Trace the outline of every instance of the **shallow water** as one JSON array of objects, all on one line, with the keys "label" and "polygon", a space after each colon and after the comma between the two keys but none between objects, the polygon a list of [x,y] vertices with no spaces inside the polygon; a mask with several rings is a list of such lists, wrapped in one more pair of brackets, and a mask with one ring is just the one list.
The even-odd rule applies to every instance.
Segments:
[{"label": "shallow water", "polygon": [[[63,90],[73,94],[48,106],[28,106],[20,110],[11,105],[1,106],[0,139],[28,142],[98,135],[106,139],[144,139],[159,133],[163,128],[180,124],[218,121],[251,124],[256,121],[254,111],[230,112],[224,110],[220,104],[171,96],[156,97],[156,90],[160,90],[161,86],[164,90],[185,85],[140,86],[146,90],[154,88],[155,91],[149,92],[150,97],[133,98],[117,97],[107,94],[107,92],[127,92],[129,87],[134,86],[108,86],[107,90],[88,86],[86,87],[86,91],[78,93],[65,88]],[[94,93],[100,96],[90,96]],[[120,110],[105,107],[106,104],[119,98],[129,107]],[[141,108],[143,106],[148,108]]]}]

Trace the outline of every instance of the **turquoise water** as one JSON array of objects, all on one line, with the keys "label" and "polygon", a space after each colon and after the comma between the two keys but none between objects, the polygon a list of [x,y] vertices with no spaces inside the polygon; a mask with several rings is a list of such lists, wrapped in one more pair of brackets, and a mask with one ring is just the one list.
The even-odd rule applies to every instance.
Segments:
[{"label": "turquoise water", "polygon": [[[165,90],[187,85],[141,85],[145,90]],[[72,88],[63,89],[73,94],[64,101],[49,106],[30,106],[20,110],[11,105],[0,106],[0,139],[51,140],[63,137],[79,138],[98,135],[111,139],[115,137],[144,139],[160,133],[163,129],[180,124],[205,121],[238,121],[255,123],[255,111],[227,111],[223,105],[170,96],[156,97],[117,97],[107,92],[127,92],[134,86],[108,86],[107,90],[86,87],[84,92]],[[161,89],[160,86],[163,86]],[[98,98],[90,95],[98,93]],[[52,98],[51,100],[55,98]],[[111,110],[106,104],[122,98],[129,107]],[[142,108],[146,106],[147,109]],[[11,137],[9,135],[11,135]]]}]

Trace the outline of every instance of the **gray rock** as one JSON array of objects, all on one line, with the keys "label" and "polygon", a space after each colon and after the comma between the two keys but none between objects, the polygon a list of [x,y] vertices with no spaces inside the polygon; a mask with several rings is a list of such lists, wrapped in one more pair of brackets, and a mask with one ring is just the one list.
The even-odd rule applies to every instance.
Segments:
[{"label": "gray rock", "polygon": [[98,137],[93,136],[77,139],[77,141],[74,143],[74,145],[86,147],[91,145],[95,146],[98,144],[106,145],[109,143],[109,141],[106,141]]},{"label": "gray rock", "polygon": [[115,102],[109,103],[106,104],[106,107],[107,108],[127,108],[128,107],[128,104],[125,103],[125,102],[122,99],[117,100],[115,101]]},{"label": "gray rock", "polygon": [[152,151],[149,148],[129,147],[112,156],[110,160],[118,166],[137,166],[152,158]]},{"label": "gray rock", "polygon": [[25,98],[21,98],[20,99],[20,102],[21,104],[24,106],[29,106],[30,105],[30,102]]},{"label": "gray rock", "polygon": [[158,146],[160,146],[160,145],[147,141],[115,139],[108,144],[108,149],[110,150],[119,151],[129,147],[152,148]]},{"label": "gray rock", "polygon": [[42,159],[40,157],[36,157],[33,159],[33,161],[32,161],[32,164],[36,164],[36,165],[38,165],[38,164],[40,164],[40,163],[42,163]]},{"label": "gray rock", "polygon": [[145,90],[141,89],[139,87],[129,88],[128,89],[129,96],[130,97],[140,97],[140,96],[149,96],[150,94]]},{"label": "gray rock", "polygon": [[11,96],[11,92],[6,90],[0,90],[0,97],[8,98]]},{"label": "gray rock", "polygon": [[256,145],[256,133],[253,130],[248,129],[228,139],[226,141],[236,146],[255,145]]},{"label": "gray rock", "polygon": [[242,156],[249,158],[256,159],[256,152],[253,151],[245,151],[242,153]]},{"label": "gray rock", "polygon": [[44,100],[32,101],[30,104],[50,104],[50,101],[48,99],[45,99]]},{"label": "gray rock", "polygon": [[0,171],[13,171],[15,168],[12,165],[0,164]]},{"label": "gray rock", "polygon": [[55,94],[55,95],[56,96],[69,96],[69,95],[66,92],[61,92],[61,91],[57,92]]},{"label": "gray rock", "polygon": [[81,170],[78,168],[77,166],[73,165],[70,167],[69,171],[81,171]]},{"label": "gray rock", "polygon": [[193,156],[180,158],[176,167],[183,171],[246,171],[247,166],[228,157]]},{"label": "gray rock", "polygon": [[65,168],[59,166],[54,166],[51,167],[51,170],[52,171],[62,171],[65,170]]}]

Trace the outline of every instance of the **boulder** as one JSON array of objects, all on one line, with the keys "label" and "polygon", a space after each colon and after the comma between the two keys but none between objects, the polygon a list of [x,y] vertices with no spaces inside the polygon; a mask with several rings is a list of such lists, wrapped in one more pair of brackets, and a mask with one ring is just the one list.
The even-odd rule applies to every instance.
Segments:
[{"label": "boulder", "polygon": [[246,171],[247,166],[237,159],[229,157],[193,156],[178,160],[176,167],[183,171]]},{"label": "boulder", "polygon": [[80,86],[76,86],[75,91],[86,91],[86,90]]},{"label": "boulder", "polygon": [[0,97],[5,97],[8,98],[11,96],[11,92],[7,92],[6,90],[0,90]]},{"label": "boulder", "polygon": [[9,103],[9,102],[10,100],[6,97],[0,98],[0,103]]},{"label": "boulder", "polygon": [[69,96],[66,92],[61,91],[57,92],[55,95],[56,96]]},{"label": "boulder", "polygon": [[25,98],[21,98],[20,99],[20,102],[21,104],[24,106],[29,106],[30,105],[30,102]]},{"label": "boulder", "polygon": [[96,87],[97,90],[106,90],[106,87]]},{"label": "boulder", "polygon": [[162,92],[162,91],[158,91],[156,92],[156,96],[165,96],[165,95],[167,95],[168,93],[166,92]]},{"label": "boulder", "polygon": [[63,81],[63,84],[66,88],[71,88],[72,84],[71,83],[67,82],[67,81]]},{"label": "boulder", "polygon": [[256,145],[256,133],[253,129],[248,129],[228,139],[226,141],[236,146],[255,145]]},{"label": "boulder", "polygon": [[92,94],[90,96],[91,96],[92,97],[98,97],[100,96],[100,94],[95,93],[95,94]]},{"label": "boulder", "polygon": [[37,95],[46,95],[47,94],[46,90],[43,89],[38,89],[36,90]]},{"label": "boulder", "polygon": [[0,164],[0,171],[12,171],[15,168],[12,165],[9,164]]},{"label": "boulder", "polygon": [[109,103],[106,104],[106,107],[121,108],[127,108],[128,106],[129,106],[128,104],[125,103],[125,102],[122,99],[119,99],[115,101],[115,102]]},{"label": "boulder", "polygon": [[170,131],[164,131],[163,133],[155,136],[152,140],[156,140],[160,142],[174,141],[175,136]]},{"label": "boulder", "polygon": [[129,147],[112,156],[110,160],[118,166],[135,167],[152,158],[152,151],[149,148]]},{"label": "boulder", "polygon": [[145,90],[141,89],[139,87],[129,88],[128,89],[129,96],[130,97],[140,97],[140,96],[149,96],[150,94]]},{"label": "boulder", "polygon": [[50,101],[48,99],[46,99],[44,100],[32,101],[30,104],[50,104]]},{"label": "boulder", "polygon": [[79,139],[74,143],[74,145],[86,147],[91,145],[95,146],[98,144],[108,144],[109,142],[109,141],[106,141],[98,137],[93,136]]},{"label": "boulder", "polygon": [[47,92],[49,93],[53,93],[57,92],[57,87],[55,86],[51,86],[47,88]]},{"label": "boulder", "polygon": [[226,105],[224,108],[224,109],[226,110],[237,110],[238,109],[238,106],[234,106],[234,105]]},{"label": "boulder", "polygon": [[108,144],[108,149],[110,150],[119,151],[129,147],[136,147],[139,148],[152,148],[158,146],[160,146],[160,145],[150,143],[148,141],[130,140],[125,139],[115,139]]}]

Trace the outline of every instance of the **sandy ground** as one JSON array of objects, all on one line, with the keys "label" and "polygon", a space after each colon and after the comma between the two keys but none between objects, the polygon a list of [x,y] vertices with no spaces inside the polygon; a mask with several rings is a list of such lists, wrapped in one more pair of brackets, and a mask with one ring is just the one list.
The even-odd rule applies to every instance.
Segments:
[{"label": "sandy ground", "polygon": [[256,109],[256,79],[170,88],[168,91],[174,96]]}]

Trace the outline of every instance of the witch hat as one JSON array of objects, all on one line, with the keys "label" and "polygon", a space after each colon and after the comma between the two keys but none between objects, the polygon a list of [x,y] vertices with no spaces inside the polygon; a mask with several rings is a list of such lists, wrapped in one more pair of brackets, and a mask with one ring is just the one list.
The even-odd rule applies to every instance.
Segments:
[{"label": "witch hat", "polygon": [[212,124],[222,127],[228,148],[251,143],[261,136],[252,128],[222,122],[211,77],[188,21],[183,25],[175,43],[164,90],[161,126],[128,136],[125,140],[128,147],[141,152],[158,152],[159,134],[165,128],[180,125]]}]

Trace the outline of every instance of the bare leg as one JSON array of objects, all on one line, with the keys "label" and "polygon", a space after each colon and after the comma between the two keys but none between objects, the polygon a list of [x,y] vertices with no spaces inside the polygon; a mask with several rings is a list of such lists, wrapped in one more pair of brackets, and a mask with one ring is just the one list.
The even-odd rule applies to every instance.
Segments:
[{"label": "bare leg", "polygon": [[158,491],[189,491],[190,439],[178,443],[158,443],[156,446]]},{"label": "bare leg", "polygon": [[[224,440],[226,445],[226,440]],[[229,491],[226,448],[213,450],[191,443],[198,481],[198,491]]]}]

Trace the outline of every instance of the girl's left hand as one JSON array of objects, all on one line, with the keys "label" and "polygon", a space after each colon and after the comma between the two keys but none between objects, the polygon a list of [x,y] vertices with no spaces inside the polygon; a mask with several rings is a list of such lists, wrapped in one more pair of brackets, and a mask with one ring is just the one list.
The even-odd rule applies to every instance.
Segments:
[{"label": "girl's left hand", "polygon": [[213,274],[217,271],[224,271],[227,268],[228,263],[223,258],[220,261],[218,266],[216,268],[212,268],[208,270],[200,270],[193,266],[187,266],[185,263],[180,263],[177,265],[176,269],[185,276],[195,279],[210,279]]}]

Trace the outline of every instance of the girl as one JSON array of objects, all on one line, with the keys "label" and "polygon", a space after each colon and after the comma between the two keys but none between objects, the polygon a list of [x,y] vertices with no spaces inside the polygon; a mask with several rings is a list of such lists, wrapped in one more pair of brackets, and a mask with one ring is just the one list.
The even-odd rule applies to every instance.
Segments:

··········

Task brief: Please substitute "boundary" for "outline" in everything from the line containing "Trace the outline of every instance of the girl's" down to the end of the records, and give those lines again with nothing else changed.

Answer to this problem:
Trace the boundary of every instance of the girl's left hand as one JSON array of objects, all on one line, with the keys "label" and "polygon", a space after each colon and after the comma between the two keys but none between objects, the polygon a list of [x,y] vertices with no spaces inside the polygon; a mask with several rings is a list of such lists, wrapped in one more pair of brackets, and a mask with one ring is just the one list.
The even-odd rule applies to every instance.
Segments:
[{"label": "girl's left hand", "polygon": [[213,274],[217,271],[224,271],[227,268],[228,263],[223,258],[220,261],[218,266],[216,268],[212,268],[208,270],[200,270],[193,266],[187,266],[185,263],[180,263],[177,265],[176,269],[185,276],[195,279],[210,279]]}]

Trace the boundary of every instance of the girl as one JSON array of objects, all on one line, with the keys "label" and "polygon", a space after each colon and after the comma between the two keys but none between objects, the polygon a list of [x,y] vertices with no spaces inside the polygon; a mask with several rings is a list of such lists, wrapped in one more pair of brackets, and a mask with one ring is just the one list.
The even-odd rule applies to every instance.
Segments:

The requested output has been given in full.